Excerto de origem>
^^^^^^^^^^^^^^^^

Uma vez com autonomia, ficou nesse mesmo hospital no distrito de Aveiro a fazer urgências e, desde o início do ano, preenche as horas vagas em consultas ao domicílio e num serviço de atendimento permanente. Uma experiência de três meses a fazer urgência no Algarve colocou-a numa situação semelhante à de Ana: “Fui completamente atirada para a selva. Passei de um ano comum onde ganhei autonomia para uma situação em que tinha a responsabilidade toda”, explica a médica de 26 anos.

No hospital onde se formou é diferente, tem uma rede, graças ao apoio dos médicos com quem já tem confiança. “Eu corro todo o dia a perguntar coisas. Se não tivesse estas pessoas a quem me dirigir, estaria completamente perdida.”

“Costumo fazer a piada de que se aparecer um caso mais complicado, vou chamar um médico”, conta.

^^^^^^^^^^^^^^^^

Requisito 1> No excerto sobre a médica de 26 anos, quanto tempo durou a experiência a fazer urgência no Algarve?
Requisito 2> Prossiga o excerto sobre a médica de 26 anos, começando após a última frase apresentada.

^^^^^^^^^^^^^^^^

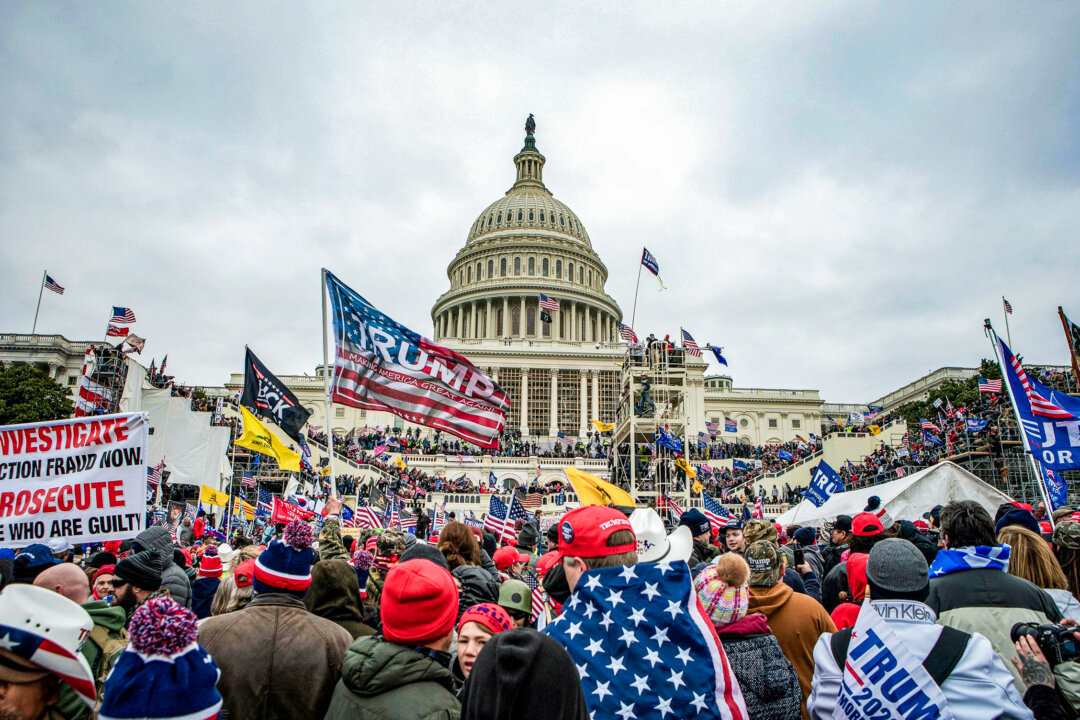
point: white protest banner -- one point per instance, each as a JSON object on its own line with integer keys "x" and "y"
{"x": 81, "y": 479}
{"x": 882, "y": 679}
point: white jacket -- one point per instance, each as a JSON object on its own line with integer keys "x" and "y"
{"x": 980, "y": 688}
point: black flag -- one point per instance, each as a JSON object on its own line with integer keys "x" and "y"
{"x": 267, "y": 396}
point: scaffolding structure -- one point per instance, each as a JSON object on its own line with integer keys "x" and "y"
{"x": 651, "y": 398}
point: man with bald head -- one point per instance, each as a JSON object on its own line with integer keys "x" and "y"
{"x": 106, "y": 641}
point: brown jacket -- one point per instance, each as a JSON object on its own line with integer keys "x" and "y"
{"x": 277, "y": 659}
{"x": 797, "y": 621}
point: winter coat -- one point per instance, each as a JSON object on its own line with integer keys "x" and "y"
{"x": 335, "y": 595}
{"x": 202, "y": 595}
{"x": 979, "y": 688}
{"x": 158, "y": 538}
{"x": 990, "y": 601}
{"x": 476, "y": 586}
{"x": 278, "y": 661}
{"x": 768, "y": 680}
{"x": 381, "y": 680}
{"x": 797, "y": 621}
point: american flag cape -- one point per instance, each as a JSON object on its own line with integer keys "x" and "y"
{"x": 382, "y": 365}
{"x": 644, "y": 648}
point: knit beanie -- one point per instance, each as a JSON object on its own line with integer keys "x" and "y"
{"x": 419, "y": 602}
{"x": 285, "y": 565}
{"x": 164, "y": 673}
{"x": 143, "y": 570}
{"x": 488, "y": 614}
{"x": 723, "y": 589}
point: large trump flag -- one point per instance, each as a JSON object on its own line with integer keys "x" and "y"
{"x": 382, "y": 365}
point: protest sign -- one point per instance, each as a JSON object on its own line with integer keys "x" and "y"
{"x": 881, "y": 677}
{"x": 81, "y": 479}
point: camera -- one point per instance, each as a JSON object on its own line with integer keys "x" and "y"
{"x": 1056, "y": 642}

^^^^^^^^^^^^^^^^

Resposta 1> Três meses.

Resposta 2>
Depois de voltar atrás na intenção de emigrar, Mariana quer repetir exame no próximo ano, quando já tiver um ano e meio de experiência. Mas se se mantiver nestas funções, conta ganhar confiança com o tempo, como aconteceu com os colegas que são tarefeiros há 10 anos. No hospital onde trabalha haverá entre 30 a 40 médicos indiferenciados de diferentes idades incumbidos de atender os utentes com pulseira verde e amarela (pouco urgente e urgente). Quando é necessário chamam os especialistas que não estão em presença permanente na urgência.

E a flexibilidade do horário não lhe desagrada. Mariana faz quatro a cinco turnos semanais, depois de ter abrandado o ritmo que levava quando trabalhava no Algarve, a fazer “seis a sete turnos de 12 horas”. Aliás, a médica não sabe se aceitaria um contrato de trabalho, que a sujeitaria a 40 horas semanais com um ordenado inferior, e uma carga de trabalho mais exigente.

“Acho muito mal que o sistema funcione assim, mas não podemos recusar. É uma alternativa para quem não tem especialidade amealhar uns trocos”, afirma. O que pode não ser assim por muito tempo, pois com o aumento dos colegas na mesma situação, prevê que a oferta salarial diminua.

Estigma e frustração

O receio de repercussões nos locais onde trabalham é o motivo que explica que estas duas médicas tenham pedido o anonimato.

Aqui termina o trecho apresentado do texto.